RECORDS SHOWN:
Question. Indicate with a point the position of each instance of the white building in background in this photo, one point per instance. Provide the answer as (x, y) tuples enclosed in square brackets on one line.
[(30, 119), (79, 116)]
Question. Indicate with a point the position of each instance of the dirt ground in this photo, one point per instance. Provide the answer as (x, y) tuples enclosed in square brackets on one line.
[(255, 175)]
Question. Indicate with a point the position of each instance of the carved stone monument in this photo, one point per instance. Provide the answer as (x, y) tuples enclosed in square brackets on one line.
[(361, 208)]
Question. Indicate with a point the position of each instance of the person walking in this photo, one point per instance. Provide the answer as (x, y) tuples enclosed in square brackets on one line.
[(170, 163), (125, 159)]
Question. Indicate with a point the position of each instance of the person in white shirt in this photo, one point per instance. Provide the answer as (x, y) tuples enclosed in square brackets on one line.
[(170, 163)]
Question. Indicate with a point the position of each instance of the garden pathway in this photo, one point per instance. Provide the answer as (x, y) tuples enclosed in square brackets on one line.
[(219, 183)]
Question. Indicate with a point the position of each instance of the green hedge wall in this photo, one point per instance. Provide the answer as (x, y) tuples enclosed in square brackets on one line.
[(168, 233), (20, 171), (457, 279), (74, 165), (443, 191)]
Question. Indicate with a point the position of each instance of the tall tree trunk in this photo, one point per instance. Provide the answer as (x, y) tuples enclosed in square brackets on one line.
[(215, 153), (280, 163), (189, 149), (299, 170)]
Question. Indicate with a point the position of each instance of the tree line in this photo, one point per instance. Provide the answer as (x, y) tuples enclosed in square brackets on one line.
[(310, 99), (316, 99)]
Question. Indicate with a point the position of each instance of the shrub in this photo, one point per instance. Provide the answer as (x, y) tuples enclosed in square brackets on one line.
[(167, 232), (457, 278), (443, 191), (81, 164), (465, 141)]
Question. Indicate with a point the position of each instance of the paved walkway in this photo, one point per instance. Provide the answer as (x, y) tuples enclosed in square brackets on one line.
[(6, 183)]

EXERCISE: Set down every one of the entries above word for word, leaving nothing out.

EXERCISE SOLUTION:
Question. Indicate with a point the position of each instance of the white building in background in this photo, one point per instance. Provide the answer as (x, y) tuples enclosed in square brackets on one line.
[(30, 119), (79, 116)]
Question. Indicate with a point the position of each instance of the dirt ground in this photo, one point per instance. Provide the answer as (x, y) tuples enclosed in square brackets on one line.
[(255, 175)]
Question. Indicate with a point the position of each instance of the carved stone monument in this photo, one point per instance. Provide the answer as (x, y) tuples enclosed in square brackets on one line.
[(361, 208)]
Question. Indicate with a point the position of each instance of the person walking in this photo, one point per instance. Provide the answer as (x, y) tuples enclosed in square brackets on one line.
[(170, 163), (125, 159)]
Question. Indicate with a point the position of each instance of the person in white shirt in this photo, one point per instance. Provide the answer as (x, y) tuples enclosed in square brackets on one line.
[(170, 163)]
Question. Indicate with a point the position of each instance of the garden pathway in this photo, one point per instance. Provide the answer as (x, y) tuples enclosed in square brackets on one line.
[(219, 183)]
Question. Indicate with a point the position of each instance of the green hedge wall in this photo, one point per instance. Provide the answer as (x, y) tuples enclosed in square brackets on one line.
[(168, 233), (20, 171), (457, 279), (74, 165), (443, 191)]
Question. Indicate with a point the position of each instance of the tall tree trunk in this photo, one point per instance. Provide the answer as (x, y) tuples enclosed in square brackets on one line.
[(215, 153), (280, 163), (189, 149), (299, 170)]
Question. Indicate with a point the position of each instance of the tree line in this photo, one point per instance. Provide the answer as (x, y) tuples enclosed in square brackets on one line.
[(310, 99), (316, 99)]
Question. Indicate with a point the position of each instance of the shrub in this photo, one point per instance. Provide the answer as (x, y) tuples enclosed in square brackets on one line.
[(167, 232), (457, 278), (443, 191), (81, 164), (465, 141)]
Question. Indicate with a point the position of each instance of the paved walkway in this photo, one point per instance. Provide the answer as (x, y) tuples enclosed in square brackets on one line.
[(6, 183)]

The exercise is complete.